TEXT EXCERPT:
◆ ◆ ◆ ◆ ◆

Vegan Salt –the blog

{July 22, 2011}   Mini Donuts!

As fantastic as the vegan cupcake scene is (and believe me, the vegan cupcake scene is bigger, rowdier, and more colorful than a traveling acrobatic troupe) there’s been a noticeable lack of vegan donuts in the world. Okay, they’ve been lacking in MY vegan world. Until now, that is! These little cuties required no deep frying and no oven baking, making them a perfect pastry that’s bearable to make in the summer. Did I mention how easy these are to make? And how tasty they are? How adorable?

As my regular readers know, I haven’t blogged for several months, and during that break, I married my beloved soulmate.  =)

A couple of dear friends gave us a mini donut maker as a wedding gift. Here it is, surrounded by donut ingredients and the cookbook (another fantastic wedding gift) which contains the recipe I based my donuts on.  Yes, that’s Vegan Yum Yum, the cookbook from the blog of the same name. Talk about deliciousness just oozing off glossy, full-color pages! This cookbook will make you drool and get your creative juices going.  I used her original donut recipe first, but later modified it by adding 1/4 cup of cocoa and leaving out the other spices to make chocolate donuts. Here’s what I ended up with:

Vegan Chocolate Donuts (based on recipe from Vegan Yum Yum)

In a large bowl, stir together the dry ingredients:

1 cup unbleached flour
1/2 cup sugar
1/4 cup cocoa
1 1/2 tsp baking powder
1 1/2 tsp egg replacer
1/4 tsp salt

Then add the wet ingredients, using a wire whisk to combine:

1/2 cup almond milk
4 Tbs oil or melted vegan butter, such as Earth Balance or Smart Balance
1/2 tsp apple cider vinegar
1/2 tsp vanilla extract

Plug in your mini donut maker and make sure it’s clean inside. Brush or spray the inside with a touch of oil if you’re using it for the first time.  When the green light turns off, it’s ready to go!

Using a spoon, scoop the donut batter into the center of each mold, as shown to the left.

Close the donut maker and give it about 3 minutes to cook your donuts. It will tell you when it’s done. I like to leave them in for an extra 30 seconds to one minute after the green “ready” light has gone off, leaving the donuts with a slightly crispy outer shell.

Then open it up and remove the mini donuts with tongs, a wooden spatula, or chopsticks. Metal forks may scratch the donut mold, and if you use your fingers, you will burn yourself. Pop the piping hot donuts onto a wire rack to cool. The dough will make three batches of donuts, for a total of 21 adorable little munchies. Lick the bowl while the last batch cooks.  Since the whole process was so easy and quick, you’ll probably immediately make a second batch at this point. (Next time, save yourself a bit of trouble and just double it from the start!)

◆ ◆ ◆ ◆ ◆

DATA EXTRACT:
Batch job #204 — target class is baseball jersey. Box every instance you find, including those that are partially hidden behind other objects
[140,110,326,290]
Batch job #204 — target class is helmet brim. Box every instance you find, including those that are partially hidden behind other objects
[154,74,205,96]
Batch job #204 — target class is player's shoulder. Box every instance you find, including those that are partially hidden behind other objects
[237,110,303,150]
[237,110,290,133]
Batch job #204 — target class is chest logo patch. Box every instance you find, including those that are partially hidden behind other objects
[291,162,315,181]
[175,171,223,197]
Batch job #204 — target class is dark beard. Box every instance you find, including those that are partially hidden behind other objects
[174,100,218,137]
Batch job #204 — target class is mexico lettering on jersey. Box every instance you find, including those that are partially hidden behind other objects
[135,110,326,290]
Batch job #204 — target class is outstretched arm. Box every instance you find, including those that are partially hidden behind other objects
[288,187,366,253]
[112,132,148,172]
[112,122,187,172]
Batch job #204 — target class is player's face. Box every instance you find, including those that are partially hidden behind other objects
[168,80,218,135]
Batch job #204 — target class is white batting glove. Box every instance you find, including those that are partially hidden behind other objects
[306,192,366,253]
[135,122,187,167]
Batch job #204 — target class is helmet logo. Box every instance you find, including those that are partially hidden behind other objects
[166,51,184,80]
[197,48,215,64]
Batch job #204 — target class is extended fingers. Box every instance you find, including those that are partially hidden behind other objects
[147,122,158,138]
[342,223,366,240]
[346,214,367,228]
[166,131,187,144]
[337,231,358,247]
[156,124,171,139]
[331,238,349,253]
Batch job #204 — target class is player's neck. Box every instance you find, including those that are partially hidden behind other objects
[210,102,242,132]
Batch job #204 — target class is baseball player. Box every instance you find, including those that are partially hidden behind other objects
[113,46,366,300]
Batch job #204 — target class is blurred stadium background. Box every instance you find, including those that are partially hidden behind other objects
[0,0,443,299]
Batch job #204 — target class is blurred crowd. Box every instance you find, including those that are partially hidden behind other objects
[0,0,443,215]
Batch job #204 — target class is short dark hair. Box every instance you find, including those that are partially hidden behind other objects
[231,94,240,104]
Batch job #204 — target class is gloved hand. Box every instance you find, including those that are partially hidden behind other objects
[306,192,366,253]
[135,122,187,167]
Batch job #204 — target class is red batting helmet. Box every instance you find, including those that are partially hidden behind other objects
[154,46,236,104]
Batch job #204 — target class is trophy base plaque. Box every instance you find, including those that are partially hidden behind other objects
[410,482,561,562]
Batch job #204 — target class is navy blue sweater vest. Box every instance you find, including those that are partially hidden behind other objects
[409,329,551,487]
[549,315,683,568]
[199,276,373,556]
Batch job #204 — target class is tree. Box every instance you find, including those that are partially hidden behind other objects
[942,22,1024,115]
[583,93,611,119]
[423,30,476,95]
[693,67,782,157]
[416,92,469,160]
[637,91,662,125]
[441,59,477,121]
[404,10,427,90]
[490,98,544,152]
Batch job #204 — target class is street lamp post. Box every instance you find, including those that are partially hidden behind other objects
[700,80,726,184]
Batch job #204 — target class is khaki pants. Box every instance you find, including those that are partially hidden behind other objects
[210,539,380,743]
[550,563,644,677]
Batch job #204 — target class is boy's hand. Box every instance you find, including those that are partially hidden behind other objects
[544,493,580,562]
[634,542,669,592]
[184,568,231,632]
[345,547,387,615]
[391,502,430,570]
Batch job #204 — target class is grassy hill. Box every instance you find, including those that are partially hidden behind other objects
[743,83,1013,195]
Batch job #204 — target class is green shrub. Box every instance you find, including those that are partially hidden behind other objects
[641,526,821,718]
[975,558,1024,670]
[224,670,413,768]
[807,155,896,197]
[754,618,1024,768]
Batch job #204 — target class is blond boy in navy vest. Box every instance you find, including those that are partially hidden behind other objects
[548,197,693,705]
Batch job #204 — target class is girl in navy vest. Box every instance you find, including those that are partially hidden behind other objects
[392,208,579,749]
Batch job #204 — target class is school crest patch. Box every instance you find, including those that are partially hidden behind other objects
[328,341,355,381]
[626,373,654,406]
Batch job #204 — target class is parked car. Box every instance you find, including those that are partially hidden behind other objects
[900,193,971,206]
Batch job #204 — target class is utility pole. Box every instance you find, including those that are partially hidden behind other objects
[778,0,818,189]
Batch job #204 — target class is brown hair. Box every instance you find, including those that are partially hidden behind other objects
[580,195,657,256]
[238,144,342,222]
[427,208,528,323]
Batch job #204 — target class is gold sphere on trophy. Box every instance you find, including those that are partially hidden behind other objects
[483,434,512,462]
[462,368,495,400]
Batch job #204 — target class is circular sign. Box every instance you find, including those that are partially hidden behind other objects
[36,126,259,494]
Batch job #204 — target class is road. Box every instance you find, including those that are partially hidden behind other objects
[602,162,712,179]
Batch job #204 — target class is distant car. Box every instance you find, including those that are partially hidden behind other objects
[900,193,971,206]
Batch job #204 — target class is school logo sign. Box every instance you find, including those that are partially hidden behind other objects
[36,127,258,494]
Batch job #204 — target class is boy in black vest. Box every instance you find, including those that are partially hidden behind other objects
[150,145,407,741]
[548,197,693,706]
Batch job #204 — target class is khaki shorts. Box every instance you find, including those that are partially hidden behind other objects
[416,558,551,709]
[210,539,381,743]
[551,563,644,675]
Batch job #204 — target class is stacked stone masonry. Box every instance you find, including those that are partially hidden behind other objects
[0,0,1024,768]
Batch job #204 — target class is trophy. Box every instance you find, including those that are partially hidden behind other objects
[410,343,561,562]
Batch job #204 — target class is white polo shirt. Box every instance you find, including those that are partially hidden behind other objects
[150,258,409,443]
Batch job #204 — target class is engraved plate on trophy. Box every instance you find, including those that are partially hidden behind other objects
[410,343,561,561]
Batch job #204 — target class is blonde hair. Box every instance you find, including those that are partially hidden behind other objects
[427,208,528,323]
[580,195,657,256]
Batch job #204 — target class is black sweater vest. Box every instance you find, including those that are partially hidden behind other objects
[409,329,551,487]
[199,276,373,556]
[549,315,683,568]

◆ ◆ ◆ ◆ ◆

EXERCISE OBJECTIVE: In the mini donut blog post, why should the donuts be taken out with tongs, a wooden spatula, or chopsticks instead of metal forks or fingers? Answer in one to three sentences.

RESULT: Metal forks may scratch the donut mold, and using your fingers will burn you.